Stated goal
Gather each line of the records that contains the word "field", treating uppercase and lowercase letters as different.

Given data
⁂

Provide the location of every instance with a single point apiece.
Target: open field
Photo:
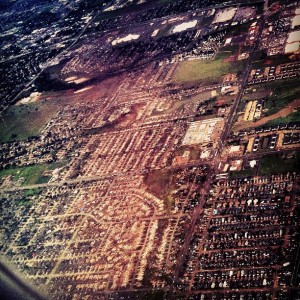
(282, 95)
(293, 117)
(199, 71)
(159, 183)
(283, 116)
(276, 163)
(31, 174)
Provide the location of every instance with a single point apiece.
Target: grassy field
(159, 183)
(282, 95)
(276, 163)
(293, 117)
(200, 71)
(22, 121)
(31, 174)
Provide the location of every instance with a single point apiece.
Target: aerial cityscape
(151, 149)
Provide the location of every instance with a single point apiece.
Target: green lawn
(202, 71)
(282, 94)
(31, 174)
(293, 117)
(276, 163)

⁂

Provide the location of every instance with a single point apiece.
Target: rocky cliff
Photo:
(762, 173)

⁂

Finished task
Target: open field
Target: grassy field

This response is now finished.